--- Required work ---
Identify each line of the listing below that contains the string "table" and copy those lines. Letter case counts.

--- Data provided ---
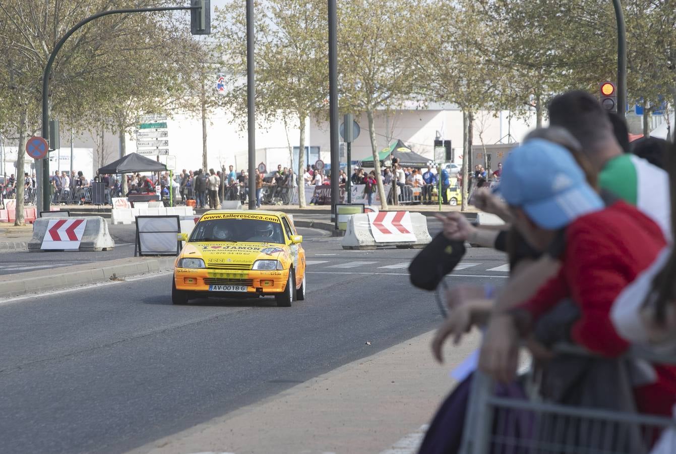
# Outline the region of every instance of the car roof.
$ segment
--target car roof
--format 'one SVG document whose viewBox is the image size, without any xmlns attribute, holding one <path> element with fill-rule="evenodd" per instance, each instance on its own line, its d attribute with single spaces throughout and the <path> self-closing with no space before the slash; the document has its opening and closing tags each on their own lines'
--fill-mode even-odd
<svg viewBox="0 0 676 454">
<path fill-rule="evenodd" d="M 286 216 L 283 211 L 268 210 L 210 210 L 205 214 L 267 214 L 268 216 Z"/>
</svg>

--

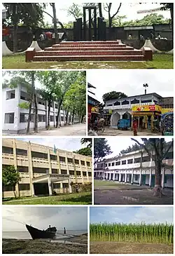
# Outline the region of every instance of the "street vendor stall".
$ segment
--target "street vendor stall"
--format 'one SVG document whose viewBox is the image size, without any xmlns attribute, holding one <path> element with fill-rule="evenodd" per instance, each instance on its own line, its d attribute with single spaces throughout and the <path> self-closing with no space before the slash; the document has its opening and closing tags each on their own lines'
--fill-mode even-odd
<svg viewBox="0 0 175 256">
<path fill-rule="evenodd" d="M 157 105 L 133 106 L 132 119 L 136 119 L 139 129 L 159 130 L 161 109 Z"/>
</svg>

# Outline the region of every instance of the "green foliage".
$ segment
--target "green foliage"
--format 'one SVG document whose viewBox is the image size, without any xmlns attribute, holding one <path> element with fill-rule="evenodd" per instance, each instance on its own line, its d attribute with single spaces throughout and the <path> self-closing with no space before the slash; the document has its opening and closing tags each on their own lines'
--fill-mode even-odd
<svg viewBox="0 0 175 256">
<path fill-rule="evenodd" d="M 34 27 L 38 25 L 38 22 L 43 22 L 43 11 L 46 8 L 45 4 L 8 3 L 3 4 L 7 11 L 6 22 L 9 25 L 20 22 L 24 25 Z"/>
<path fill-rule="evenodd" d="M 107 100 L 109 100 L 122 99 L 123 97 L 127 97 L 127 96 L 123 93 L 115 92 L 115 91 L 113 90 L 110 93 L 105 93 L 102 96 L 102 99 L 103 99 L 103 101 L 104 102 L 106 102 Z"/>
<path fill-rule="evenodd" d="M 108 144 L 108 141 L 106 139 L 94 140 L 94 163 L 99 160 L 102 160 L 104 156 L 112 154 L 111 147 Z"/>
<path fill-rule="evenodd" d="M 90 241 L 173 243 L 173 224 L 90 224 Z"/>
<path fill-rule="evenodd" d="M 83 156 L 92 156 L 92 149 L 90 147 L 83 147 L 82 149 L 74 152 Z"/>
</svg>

...

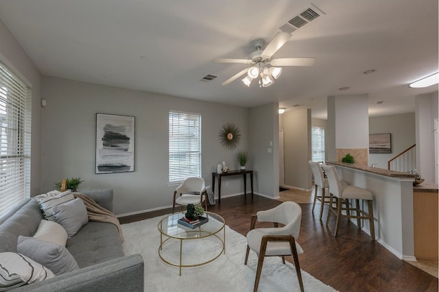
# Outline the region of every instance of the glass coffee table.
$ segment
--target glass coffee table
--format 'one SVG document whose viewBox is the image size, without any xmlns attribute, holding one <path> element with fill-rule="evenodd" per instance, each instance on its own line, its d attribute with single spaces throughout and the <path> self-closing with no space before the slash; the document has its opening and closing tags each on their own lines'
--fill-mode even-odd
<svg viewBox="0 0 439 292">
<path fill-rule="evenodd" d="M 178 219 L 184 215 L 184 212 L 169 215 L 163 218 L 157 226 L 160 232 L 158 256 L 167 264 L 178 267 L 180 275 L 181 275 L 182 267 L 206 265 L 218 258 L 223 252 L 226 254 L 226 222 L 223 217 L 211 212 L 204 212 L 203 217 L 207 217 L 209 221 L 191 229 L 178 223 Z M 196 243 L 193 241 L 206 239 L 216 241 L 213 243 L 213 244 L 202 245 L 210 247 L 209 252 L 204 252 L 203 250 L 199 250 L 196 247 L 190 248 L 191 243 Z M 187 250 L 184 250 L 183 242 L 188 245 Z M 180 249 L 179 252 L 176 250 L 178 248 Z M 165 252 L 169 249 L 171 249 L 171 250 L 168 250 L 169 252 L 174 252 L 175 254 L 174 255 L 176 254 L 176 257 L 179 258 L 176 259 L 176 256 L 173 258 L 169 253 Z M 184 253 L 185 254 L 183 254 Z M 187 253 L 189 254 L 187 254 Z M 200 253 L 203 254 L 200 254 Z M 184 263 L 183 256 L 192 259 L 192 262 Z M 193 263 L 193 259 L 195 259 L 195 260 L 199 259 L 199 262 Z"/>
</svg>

--- Solution to the problem ---
# Outline the region of every instance of the glass coffee table.
--target glass coffee table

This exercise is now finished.